**Do this:** Reproduce every line of each of the following items without changing anything.

**Dataset entries:**

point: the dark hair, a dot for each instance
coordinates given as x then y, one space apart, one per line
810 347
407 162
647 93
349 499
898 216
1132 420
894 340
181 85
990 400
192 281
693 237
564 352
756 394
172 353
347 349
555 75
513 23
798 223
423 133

**Task solution:**
point: the dark hair, a dot for each instance
coordinates given as x then y, one space apart, one per line
810 347
407 162
647 93
349 499
898 216
1132 420
894 340
181 85
990 400
192 281
693 237
564 352
756 394
172 353
347 349
555 75
513 23
798 223
423 133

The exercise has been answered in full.